** begin **

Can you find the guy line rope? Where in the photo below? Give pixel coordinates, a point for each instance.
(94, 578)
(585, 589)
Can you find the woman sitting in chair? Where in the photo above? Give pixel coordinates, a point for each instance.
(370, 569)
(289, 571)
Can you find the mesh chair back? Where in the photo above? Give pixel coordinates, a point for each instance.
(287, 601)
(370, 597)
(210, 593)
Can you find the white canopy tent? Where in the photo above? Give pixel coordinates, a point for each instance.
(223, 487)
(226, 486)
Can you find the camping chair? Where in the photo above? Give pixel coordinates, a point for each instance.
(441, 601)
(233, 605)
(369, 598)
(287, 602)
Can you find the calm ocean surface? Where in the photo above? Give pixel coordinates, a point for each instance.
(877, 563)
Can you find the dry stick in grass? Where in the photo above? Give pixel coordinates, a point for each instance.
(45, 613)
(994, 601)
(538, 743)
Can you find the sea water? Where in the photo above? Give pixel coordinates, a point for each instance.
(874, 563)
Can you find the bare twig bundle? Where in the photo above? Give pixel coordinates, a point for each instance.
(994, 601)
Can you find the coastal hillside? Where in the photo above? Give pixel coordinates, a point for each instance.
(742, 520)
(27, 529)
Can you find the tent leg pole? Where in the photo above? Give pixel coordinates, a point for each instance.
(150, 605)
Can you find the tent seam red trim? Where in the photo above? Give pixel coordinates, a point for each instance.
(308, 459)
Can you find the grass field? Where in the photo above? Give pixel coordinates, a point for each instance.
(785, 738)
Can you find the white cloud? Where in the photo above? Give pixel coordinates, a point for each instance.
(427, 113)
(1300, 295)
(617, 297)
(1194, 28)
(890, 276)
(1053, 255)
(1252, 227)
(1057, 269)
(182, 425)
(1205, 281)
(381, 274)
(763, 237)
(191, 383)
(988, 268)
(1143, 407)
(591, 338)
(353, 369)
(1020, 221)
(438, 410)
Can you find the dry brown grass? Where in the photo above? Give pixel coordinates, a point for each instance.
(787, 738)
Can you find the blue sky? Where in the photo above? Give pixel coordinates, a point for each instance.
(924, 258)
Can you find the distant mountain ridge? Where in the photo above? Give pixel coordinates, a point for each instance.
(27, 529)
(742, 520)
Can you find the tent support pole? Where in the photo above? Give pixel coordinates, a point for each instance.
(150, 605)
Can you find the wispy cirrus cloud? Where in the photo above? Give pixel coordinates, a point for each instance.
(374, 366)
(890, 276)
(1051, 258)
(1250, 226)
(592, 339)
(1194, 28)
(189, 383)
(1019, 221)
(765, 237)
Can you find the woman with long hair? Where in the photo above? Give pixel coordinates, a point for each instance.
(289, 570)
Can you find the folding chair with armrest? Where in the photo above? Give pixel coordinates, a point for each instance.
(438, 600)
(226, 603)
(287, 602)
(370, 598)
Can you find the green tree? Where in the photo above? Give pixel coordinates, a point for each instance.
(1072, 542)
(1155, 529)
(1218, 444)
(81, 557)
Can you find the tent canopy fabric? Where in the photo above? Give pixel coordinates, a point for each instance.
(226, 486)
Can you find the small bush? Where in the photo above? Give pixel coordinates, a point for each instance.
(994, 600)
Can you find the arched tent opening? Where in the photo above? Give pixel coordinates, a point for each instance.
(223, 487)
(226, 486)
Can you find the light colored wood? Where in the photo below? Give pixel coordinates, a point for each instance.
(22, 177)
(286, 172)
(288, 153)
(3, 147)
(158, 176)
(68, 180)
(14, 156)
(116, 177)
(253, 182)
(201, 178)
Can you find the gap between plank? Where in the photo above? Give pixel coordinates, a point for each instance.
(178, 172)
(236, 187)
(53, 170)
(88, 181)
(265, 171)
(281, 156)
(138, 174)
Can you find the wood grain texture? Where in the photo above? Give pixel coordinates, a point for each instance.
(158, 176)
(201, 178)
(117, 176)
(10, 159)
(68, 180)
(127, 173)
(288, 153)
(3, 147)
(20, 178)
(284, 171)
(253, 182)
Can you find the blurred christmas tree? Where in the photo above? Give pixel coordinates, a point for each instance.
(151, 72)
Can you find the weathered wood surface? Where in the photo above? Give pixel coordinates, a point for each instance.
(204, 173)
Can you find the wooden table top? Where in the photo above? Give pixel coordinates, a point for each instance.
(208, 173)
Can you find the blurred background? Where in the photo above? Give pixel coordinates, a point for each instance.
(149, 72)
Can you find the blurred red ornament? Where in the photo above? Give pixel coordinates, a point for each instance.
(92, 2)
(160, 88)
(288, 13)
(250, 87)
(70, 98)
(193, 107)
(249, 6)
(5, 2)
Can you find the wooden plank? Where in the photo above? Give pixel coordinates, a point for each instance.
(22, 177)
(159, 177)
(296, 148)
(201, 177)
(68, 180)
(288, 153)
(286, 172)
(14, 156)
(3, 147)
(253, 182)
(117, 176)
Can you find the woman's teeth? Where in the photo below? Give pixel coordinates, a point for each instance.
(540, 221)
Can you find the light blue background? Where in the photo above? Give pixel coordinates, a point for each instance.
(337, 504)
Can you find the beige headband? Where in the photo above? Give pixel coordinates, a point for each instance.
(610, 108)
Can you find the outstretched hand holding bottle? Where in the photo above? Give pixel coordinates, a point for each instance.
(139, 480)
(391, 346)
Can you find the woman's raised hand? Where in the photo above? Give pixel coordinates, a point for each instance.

** end **

> _SHORT PROBLEM_
Output every line above without altering anything.

> _RESPONSE FOR THIS EXERCISE_
Can you find the guy line rope? Where in the photo below? Give pixel coordinates, a point for each instance.
(94, 578)
(585, 589)
Can you find the woman sitting in chair? Where in the photo above? Give pixel coordinates, a point for each instance.
(370, 569)
(289, 571)
Can you find the mesh chair back? Where in the photo above? Give pixel coordinates, a point for each instance.
(287, 601)
(370, 597)
(210, 593)
Can you find the white canopy tent? Where in the photo above? Give pixel coordinates, a point for each instance.
(223, 487)
(226, 486)
Can you find the camping chair? Where in the photo above? Give pixel coordinates, a point for each instance.
(441, 601)
(233, 605)
(369, 598)
(287, 602)
Can you find the calm ocean surface? Where in the photo above? Give pixel coordinates, a point for each instance.
(877, 563)
Can you find the dry stick in grass? Where in the photo above? Give pixel coordinates, a point for each instance.
(45, 613)
(994, 601)
(538, 743)
Can you find the sea water? Where in the photo above? Give pixel coordinates, a point for each instance.
(874, 563)
Can you find the bare twig bundle? Where in the photo above? Give pixel coordinates, a point for each instance.
(994, 601)
Can you find the coastal hillside? Where in the photo above? Give pixel coordinates, a point for each instance.
(742, 520)
(27, 529)
Can you find the tent leg pole? Where in the photo above? Give pixel coordinates, a point for each instance.
(150, 605)
Can you find the tent seam red trim? Where in the photo above? Give pixel coordinates, a point for each instance.
(308, 459)
Can you find the grass field? Where in the photo above? Give pixel coordinates, a point for each instance.
(785, 738)
Can you find the white cloud? Where in the photo above? Give pixel coordinates, a point for each instance.
(427, 113)
(1300, 295)
(617, 297)
(1194, 28)
(890, 276)
(1053, 255)
(1252, 227)
(1057, 269)
(182, 425)
(1205, 281)
(381, 274)
(763, 237)
(191, 383)
(988, 268)
(1143, 407)
(591, 338)
(353, 369)
(1020, 221)
(438, 410)
Can you find the dry brown grass? Where in the photo above? Give pixel coordinates, a point for each instance.
(787, 738)
Can you find the blue sky? Where in the photo above? Give pixel coordinates, a point for each instance.
(924, 258)
Can you find the distant mountain ridge? Where in the photo above? Give pixel coordinates, a point for each instance.
(27, 529)
(742, 520)
Can you find the tent support pole? Where in the photo above? Give pixel coordinates, a point for each instance.
(150, 605)
Can you find the wispy cirrus cloud? Where in the photo above? Give pixel coordinates, a point for each instance.
(374, 366)
(890, 276)
(1051, 258)
(1250, 226)
(592, 339)
(1194, 28)
(189, 383)
(1019, 221)
(765, 237)
Can you find the woman with long hair? Where in the photo above? Give pixel coordinates, a point for each instance.
(289, 570)
Can you find the folding chair with armrest? Where in the photo above? Give pixel coordinates, a point for each instance.
(438, 600)
(226, 603)
(287, 602)
(370, 598)
Can you find the green tree? Where in the photo above? Give pixel coordinates, a point for each instance.
(1072, 542)
(1155, 529)
(1218, 444)
(81, 557)
Can you find the tent canopy fabric? Where in the photo above? Give pixel coordinates, a point for each instance.
(226, 486)
Can you find the small bush? Where in the photo above? Give pixel coordinates, a point for each instance.
(994, 600)
Can you find the arched tent opening? Where in the photo above? Give pixel coordinates, a point for each instance.
(223, 487)
(226, 486)
Can you find the light colored wood? Where in the photo below? Give pixel coordinates, a point for each instance.
(22, 177)
(286, 172)
(288, 153)
(3, 147)
(158, 176)
(68, 180)
(14, 156)
(116, 177)
(253, 182)
(201, 178)
Can you find the gap between plank? Where in the photo above? Give pixel coordinates, a point for each instance.
(178, 172)
(236, 187)
(53, 170)
(88, 181)
(265, 171)
(281, 156)
(138, 174)
Can you find the wood grain texture? Where in the photo above? Give pixel coordinates, a point for each instance.
(158, 176)
(201, 178)
(117, 176)
(10, 159)
(68, 180)
(127, 173)
(288, 153)
(3, 147)
(20, 178)
(284, 171)
(253, 182)
Can you find the blurred christmas tree? Where in the photo above? Give pixel coordinates, a point for each instance.
(151, 72)
Can you find the weathered wood surface? Where in the photo above? Give pixel coordinates, a point for each instance.
(204, 173)
Can you find the wooden table top? Where in the photo above? Give pixel coordinates, a point for each instance.
(208, 173)
Can you find the blurred background? Where in the photo above? Give pixel coordinates, a point for each instance.
(149, 72)
Can you find the blurred red ornament? Where in the photo above? Give pixel coordinates, a point for each instance.
(92, 2)
(160, 88)
(288, 13)
(250, 87)
(70, 98)
(193, 107)
(249, 6)
(5, 2)
Can you find the wooden plank? Where in the photo above? Give pixel coordinates, a point for each instance.
(22, 177)
(159, 177)
(296, 148)
(201, 177)
(68, 180)
(288, 153)
(286, 172)
(14, 156)
(3, 147)
(253, 182)
(117, 176)
Can you find the woman's teeth? Where in the photo below? Give pixel coordinates, a point for each instance.
(540, 221)
Can you find the light blue background? Where in the photo above? Give pixel coordinates, a point for each instance.
(337, 504)
Can you find the beige headband? Where in the photo above? Give pixel coordinates, a point for each instance.
(610, 108)
Can you find the outstretched hand holding bottle? Where in the photo above? Give pixel coordinates, a point for each instance.
(139, 480)
(391, 346)
Can you find the woman's raised hand? Where in the photo above? Give pixel coordinates, a point for each instance.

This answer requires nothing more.